◆ Description of the task
Could you continue the essay below about cigars, starting right after its final sentence?

◆ Excerpt
◇ ◇ ◇ ◇ ◇ ◇ ◇
My first cigar was smoked at the end of the summer between my freshman and sophomore years of college. I was a recent initiate to the mysteries of tobacco, and I knew nothing about cigars; I selected the stick based on budget (not large) and the appealing harlequin figure on the label. I bought three, one for myself and one for each of my roommates. We smoked them on the steps of the library in contravention of recent rules about smoking on the quad. Cosmic retribution for the transgression was quick but incomplete: one of the roommates got sick. It put an end to the session, all the same.
The cigar’s brand was “Rigoletto,” another point in its favor. (Who could resist a Verdi-themed cigar?) I do not think I have seen it in a tobacconist’s shop since, and, if I were in the position of walking in for my first cigar today, I doubt it would be my first choice. Some research suggests that, along with King Arthur Flour and Oxford University Press, the company has given its branding one of the catastrophic updates that have so effectively uglified modern life. (H.L. Mencken, himself a champion cigar-chewer and a son of the cigar business, talks about the American fetish for the ugly. It has gotten much worse since his time.) At any rate, this Rigoletto must not have been terrible, or, if it was, I didn’t know it. I stuck with cigars.
One of the joys of middle age, it turns out, is learning what you really like. I sampled many varieties of cigar in my youth—Davidoff churchills, various sizes and price points of Arturo Fuentes, Romeo y Julieta, red-dot Cohibas. When abroad, I’d buy little tins of Cuban cigarillos—real Cohibas, real Montecristos. It was through these and the admirable, economical Ashton Senoritas that I came to self-knowledge—I want a small, cheap cigar, spicy but not too dark. It has been Toscanos (which my Italian family refer to with affectionate disparagement as “guinea-stinkers”) and General Grants for me ever since, with the occasional white box of Senoritas for old times’ sake—an admittedly low-rent but cheerful way to be.
◇ ◇ ◇ ◇ ◇ ◇ ◇
◆ Source data
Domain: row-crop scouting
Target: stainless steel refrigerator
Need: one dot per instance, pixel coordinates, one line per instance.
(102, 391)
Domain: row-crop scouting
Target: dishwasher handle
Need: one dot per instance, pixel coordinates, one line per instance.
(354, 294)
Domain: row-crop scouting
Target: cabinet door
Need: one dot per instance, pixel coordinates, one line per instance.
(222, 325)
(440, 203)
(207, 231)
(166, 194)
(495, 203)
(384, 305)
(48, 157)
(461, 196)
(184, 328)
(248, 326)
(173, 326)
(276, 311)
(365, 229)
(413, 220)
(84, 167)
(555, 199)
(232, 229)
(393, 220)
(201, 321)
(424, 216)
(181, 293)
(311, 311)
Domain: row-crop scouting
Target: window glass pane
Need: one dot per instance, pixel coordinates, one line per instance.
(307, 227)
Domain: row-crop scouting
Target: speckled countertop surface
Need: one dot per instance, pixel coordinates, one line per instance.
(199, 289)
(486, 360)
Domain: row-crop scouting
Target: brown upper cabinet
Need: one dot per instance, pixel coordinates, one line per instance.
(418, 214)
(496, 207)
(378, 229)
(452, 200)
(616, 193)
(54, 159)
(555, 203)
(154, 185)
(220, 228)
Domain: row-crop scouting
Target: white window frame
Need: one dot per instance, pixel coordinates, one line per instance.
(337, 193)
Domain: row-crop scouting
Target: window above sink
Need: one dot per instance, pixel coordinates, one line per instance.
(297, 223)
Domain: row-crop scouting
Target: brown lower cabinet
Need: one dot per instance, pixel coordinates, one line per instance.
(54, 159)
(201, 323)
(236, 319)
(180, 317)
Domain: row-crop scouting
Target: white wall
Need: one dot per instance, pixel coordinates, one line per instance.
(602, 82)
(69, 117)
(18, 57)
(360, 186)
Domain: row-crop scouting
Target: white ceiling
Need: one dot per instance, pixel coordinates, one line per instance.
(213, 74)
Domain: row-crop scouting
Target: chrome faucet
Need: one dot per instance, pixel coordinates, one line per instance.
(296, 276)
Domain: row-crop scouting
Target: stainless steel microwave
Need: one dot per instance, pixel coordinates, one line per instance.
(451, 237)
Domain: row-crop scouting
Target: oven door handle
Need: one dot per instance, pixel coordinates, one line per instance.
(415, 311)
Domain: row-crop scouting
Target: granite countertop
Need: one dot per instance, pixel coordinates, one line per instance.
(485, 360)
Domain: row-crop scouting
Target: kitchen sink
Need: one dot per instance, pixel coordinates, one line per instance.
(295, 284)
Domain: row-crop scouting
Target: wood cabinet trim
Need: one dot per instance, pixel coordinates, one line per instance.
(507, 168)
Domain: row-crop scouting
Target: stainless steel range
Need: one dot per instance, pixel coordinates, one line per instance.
◇ ◇ ◇ ◇ ◇ ◇ ◇
◆ Result below
Not that the road to knowledge has been without its trials. I think I can claim to be one of the few people ever to have gotten a sense of relief from reading The Magic Mountain. Although the book is not on the whole very comforting—far from it—my relief came from discovering, from a conversation between Castorp and the quack Behrens, that even regular cigar-smokers in that infinitely more tobacco-laden era occasionally felt a little ill after hitting the stick too quickly, too often. After my last final in college, during which I drank a thermos full of boilermakers and so became cheerful, I lit up an Oliva Serie V (an excellent cigar that I still enjoy on occasion, although more carefully). This proved too much for my system, and difficulties ensued back in my dorm room. Myself lying sickly on the bathroom’s cool tiles while, inexplicably, John Lennon’s “God” playing on repeat drifts in from another room—this remains more or less my personal vision of Hell.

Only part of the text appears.